◆ WHAT TO DO: The answer should be a number alone: the count of lines in the listing below that include "wingtip".

________________________

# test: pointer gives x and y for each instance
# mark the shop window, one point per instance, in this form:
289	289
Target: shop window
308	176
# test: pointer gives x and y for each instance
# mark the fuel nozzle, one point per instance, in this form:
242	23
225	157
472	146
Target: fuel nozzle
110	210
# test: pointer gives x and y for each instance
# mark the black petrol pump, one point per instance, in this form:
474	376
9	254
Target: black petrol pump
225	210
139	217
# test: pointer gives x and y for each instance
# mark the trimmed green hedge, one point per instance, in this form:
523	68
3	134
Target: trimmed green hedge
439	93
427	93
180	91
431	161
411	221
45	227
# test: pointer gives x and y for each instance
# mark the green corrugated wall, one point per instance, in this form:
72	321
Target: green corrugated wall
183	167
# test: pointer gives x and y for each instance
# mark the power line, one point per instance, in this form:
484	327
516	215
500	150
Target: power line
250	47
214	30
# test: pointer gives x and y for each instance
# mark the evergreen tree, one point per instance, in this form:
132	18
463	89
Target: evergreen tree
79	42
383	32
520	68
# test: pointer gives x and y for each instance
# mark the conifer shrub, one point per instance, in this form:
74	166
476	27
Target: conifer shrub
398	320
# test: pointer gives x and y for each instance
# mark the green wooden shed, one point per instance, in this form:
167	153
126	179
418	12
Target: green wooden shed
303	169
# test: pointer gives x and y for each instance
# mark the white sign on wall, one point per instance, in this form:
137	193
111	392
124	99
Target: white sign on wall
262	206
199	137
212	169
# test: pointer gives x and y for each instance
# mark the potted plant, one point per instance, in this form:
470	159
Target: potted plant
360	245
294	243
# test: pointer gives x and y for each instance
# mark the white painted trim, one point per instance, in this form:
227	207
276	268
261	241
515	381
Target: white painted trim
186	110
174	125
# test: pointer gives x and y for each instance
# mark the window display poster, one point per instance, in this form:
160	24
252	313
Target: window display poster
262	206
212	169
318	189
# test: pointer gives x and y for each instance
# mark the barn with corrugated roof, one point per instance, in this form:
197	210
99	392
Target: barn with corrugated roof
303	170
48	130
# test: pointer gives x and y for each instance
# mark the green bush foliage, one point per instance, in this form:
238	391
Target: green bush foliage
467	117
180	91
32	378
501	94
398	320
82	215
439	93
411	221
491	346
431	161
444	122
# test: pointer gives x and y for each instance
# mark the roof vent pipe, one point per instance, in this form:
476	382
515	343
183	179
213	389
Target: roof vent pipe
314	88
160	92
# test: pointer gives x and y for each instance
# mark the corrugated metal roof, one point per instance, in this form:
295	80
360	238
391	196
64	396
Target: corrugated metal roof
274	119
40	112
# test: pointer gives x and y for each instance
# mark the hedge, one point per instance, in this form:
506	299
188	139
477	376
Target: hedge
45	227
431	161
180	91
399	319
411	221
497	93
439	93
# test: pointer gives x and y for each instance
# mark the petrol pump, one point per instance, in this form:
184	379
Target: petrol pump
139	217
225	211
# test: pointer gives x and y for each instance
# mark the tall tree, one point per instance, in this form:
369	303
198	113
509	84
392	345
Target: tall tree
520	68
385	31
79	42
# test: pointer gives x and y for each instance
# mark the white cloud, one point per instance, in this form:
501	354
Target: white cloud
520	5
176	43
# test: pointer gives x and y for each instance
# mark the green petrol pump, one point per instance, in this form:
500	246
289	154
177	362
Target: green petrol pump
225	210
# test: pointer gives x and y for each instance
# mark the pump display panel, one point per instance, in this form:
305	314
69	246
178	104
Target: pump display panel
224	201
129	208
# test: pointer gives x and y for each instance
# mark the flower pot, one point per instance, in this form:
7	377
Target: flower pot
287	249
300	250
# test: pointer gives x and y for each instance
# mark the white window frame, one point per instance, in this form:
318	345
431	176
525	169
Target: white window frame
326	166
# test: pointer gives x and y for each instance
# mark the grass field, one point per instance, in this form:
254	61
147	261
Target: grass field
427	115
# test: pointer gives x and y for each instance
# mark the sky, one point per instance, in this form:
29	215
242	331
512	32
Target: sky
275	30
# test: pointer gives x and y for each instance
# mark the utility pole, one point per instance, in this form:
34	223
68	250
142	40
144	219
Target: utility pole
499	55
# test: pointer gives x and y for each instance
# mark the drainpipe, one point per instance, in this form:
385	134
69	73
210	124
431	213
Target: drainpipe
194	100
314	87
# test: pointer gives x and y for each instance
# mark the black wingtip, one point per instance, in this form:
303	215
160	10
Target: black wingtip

________________________

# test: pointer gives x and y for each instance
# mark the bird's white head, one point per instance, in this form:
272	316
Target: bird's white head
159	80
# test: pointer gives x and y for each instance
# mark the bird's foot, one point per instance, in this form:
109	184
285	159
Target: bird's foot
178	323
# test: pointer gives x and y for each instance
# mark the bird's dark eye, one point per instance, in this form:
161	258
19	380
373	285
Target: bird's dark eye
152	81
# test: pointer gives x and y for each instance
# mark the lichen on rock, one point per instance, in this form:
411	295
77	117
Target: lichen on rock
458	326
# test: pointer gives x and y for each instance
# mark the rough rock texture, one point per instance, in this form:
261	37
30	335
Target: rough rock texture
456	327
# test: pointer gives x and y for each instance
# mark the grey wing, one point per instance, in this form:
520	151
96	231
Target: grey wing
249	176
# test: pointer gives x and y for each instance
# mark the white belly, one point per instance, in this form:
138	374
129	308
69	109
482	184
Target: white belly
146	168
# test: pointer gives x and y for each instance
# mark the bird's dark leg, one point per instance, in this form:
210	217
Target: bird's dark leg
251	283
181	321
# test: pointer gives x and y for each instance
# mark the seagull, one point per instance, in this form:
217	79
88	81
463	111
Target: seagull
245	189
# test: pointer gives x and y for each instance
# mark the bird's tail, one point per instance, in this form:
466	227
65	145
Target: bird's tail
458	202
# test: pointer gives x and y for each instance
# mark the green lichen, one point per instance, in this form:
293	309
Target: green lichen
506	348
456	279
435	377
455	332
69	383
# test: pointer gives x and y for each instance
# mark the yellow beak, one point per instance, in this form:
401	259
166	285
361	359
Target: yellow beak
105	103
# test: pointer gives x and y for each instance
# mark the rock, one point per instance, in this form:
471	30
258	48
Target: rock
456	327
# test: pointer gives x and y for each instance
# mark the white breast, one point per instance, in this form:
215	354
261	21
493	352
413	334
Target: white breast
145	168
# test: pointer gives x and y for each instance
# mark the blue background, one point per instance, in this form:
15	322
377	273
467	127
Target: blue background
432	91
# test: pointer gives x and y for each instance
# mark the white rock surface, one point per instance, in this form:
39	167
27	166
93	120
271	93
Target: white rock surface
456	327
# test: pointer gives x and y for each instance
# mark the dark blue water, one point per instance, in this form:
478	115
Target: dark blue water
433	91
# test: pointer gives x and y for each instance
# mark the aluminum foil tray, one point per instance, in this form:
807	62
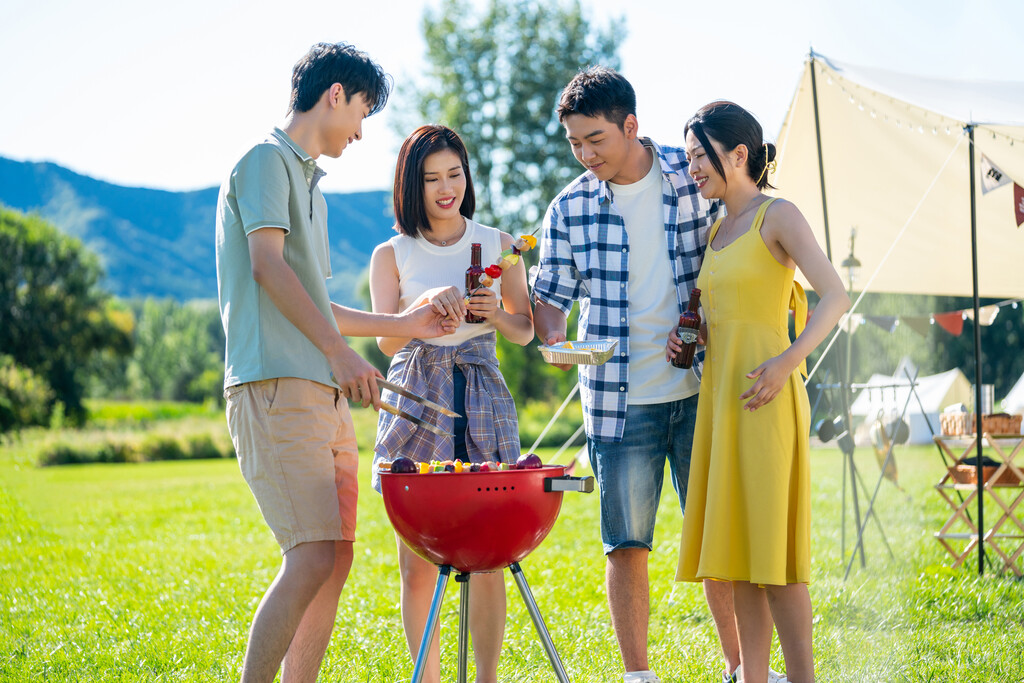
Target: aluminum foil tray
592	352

________________________

◆ RESULT OF THIS TASK: 2